DATA FOR THIS EXERCISE:
————

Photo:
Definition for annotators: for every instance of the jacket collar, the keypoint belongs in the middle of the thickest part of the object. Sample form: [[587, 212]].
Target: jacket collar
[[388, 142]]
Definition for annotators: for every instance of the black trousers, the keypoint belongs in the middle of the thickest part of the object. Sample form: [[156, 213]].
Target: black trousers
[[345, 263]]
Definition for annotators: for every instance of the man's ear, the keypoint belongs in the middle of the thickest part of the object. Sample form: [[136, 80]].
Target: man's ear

————

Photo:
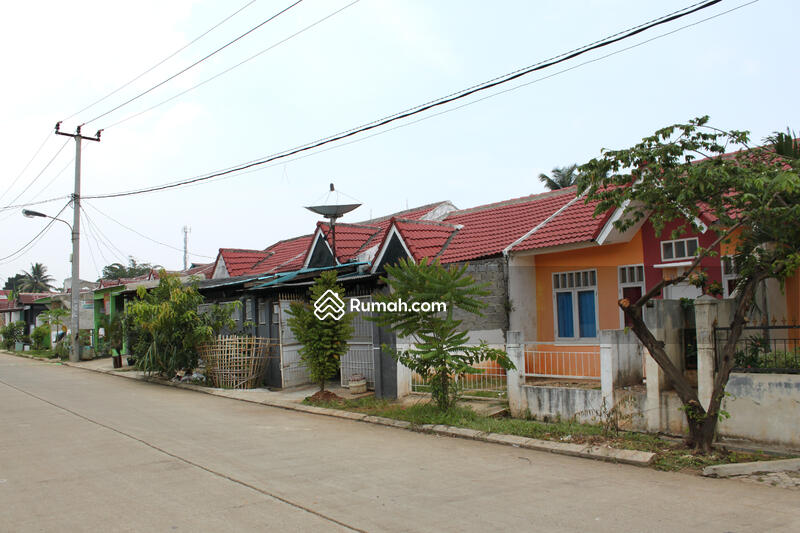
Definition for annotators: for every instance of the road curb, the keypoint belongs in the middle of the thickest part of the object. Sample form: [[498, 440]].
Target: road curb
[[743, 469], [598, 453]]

————

WHAT IS BEING ASKED: Arrange as a JSON list of strings the lines starting with the line that contains "Definition for annotators: for every instance of the man's" and going on through the line that contains "Target: man's ear", one string per line, with blank lines left out.

CORRECT ANSWER:
[
  "Definition for annotators: for every instance of the man's ear, the keypoint belongs in the middle of the thickest part of the object. Sample form: [[136, 80]].",
  "Target: man's ear"
]